- [DATA LINES]:
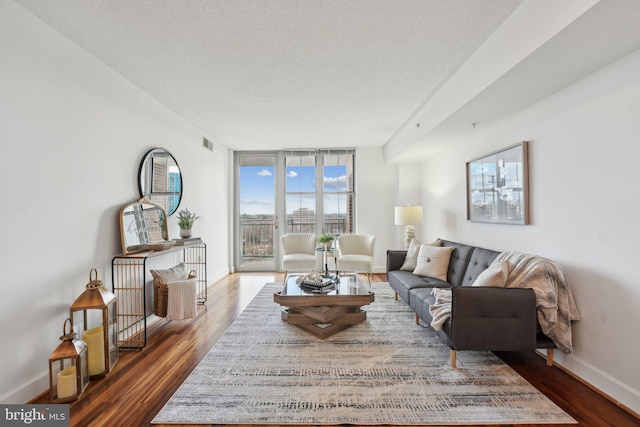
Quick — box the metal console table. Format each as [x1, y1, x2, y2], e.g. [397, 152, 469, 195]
[111, 243, 207, 349]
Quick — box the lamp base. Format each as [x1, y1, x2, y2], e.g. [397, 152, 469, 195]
[404, 225, 416, 251]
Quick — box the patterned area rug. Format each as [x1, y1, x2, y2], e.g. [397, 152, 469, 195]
[153, 283, 575, 425]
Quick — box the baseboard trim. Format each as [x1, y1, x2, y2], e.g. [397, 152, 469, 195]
[535, 350, 640, 420]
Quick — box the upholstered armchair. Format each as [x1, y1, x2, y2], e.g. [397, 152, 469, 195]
[336, 234, 376, 285]
[280, 234, 318, 283]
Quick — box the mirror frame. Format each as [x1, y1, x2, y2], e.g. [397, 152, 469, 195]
[138, 147, 183, 216]
[120, 197, 169, 255]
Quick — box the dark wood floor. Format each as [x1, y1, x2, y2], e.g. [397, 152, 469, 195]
[30, 273, 640, 427]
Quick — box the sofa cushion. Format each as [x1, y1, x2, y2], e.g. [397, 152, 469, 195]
[413, 245, 453, 281]
[471, 261, 509, 288]
[460, 248, 500, 286]
[387, 270, 451, 304]
[438, 239, 474, 286]
[400, 239, 442, 271]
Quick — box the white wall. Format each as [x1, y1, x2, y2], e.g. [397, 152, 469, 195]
[355, 148, 402, 273]
[421, 51, 640, 412]
[0, 2, 229, 403]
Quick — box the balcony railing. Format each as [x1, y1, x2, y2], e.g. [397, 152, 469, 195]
[240, 218, 348, 258]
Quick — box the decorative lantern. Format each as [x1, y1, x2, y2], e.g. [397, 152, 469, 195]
[49, 319, 89, 403]
[70, 268, 118, 378]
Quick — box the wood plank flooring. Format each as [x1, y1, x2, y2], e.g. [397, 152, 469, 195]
[29, 273, 640, 427]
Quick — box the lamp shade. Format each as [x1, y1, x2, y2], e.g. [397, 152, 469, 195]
[395, 206, 422, 225]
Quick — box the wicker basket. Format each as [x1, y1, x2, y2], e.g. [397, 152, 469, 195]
[153, 270, 196, 317]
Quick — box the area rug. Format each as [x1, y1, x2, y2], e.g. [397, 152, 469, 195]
[153, 283, 575, 425]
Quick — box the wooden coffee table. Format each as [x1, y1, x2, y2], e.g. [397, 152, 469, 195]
[273, 275, 374, 339]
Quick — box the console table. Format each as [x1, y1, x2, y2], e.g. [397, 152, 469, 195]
[111, 243, 207, 349]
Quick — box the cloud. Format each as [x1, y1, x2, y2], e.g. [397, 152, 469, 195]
[324, 175, 347, 191]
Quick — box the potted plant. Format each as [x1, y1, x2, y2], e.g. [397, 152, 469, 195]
[318, 234, 335, 251]
[178, 208, 200, 239]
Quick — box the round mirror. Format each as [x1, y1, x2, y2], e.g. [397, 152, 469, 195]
[138, 148, 182, 215]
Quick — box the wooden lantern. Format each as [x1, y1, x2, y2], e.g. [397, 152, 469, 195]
[70, 268, 118, 378]
[49, 319, 89, 403]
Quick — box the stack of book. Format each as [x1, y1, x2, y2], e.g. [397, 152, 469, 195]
[297, 277, 335, 292]
[175, 237, 202, 246]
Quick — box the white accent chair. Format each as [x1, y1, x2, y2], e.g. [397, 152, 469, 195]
[336, 234, 376, 286]
[280, 234, 318, 283]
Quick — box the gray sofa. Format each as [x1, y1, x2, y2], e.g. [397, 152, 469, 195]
[387, 239, 555, 367]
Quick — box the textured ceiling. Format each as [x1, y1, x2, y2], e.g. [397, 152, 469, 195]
[17, 0, 522, 150]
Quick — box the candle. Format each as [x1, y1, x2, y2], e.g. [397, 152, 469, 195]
[57, 366, 78, 399]
[82, 326, 104, 376]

- [EXERCISE PROMPT]: Render every line of the listing above as a numbered list, omitting blank lines and leaving out the pictures.

- [COMPLETE OUTPUT]:
1. Quick — box the metal console table. Format each as [x1, y1, x2, y2], e.g. [397, 152, 469, 195]
2. [111, 243, 207, 349]
3. Quick — box the lamp base. Format each as [x1, y1, x2, y2], e.g. [397, 152, 469, 195]
4. [404, 225, 416, 251]
5. Quick — box the patterned area rug. Format each as [x1, y1, x2, y2], e.g. [397, 152, 469, 195]
6. [153, 283, 575, 425]
7. Quick — box the baseboard trim. Format each as [x1, y1, x2, y2], e.g. [397, 152, 469, 195]
8. [535, 350, 640, 420]
9. Quick — box the upholstered armchair. Format each as [x1, y1, x2, y2], e.g. [397, 152, 469, 195]
10. [336, 234, 376, 285]
11. [280, 234, 318, 283]
12. Quick — box the mirror frame. Format each as [x1, y1, x2, y2], e.g. [397, 152, 469, 195]
13. [138, 147, 183, 216]
14. [120, 197, 169, 255]
15. Quick — box the dark wood floor. Format each as [x1, y1, x2, y2], e.g. [397, 152, 469, 195]
16. [30, 273, 640, 427]
17. Quick — box the sofa cushion. Format each as [x1, y1, x2, y2], e.g. [397, 152, 469, 195]
18. [413, 245, 453, 281]
19. [471, 261, 509, 288]
20. [460, 248, 500, 286]
21. [387, 270, 451, 304]
22. [438, 239, 474, 286]
23. [400, 239, 442, 271]
24. Quick — box the white wall. Format each as [x1, y1, x2, y2], e.g. [397, 152, 469, 195]
25. [355, 148, 402, 273]
26. [421, 51, 640, 412]
27. [0, 2, 229, 403]
28. Quick — box the balcony railing. Format each as [x1, y1, x2, y2], e.g. [397, 152, 469, 195]
29. [240, 218, 348, 258]
30. Quick — box the decorative lantern. Format each as [x1, y1, x2, y2], e.g. [397, 152, 469, 195]
31. [49, 319, 89, 403]
32. [70, 268, 118, 378]
33. Quick — box the wood plank flooring. Format each as [x1, y1, x2, y2], e.g. [397, 152, 469, 195]
34. [29, 273, 640, 427]
35. Quick — box the lamp shade. Format each as [x1, y1, x2, y2], e.g. [397, 152, 469, 195]
36. [395, 206, 422, 225]
37. Quick — box the wicker basket. Format each as [x1, y1, x2, y2], e.g. [397, 152, 469, 195]
38. [153, 270, 196, 317]
39. Quick — box the area rug. Format each as [x1, y1, x2, y2], e.g. [397, 152, 469, 195]
40. [153, 283, 575, 425]
41. Quick — box the wooden coffee table. Format each as [x1, y1, x2, y2], e.g. [397, 152, 469, 195]
42. [273, 275, 374, 339]
43. Quick — box the console table. Format each as [x1, y1, x2, y2], e.g. [397, 152, 469, 195]
44. [111, 243, 207, 349]
45. Quick — box the cloud. Format each as [x1, y1, x2, y2], e.g. [397, 152, 469, 195]
46. [324, 175, 347, 191]
47. Quick — box the potted plant. Format each as [x1, y1, x2, y2], e.g. [397, 152, 469, 195]
48. [318, 234, 335, 251]
49. [178, 208, 200, 239]
50. Quick — box the round mirror. Format each as [x1, y1, x2, y2], e.g. [397, 152, 469, 195]
51. [138, 148, 182, 215]
52. Quick — box the wooden lantern. Format each as [x1, y1, x2, y2], e.g. [397, 152, 469, 195]
53. [70, 268, 118, 378]
54. [49, 319, 89, 403]
55. Quick — box the stack of book. Format each as [x1, y1, x2, y2], e.g. [397, 152, 469, 195]
56. [297, 277, 335, 292]
57. [175, 237, 202, 246]
58. Quick — box the white accent chair. Format each as [x1, y1, x2, y2], e.g. [397, 152, 469, 195]
59. [336, 234, 376, 286]
60. [280, 234, 318, 283]
61. Quick — box the gray sofa. Format each as [x1, y1, x2, y2], e.g. [397, 152, 469, 195]
62. [387, 239, 555, 367]
63. Quick — box the textured ceiling. Format each as [x1, y1, x2, y2], e.g. [397, 152, 469, 195]
64. [17, 0, 522, 150]
65. Quick — box the candle. Format each as [x1, y1, x2, y2], e.g. [397, 152, 469, 195]
66. [57, 366, 78, 399]
67. [82, 326, 104, 376]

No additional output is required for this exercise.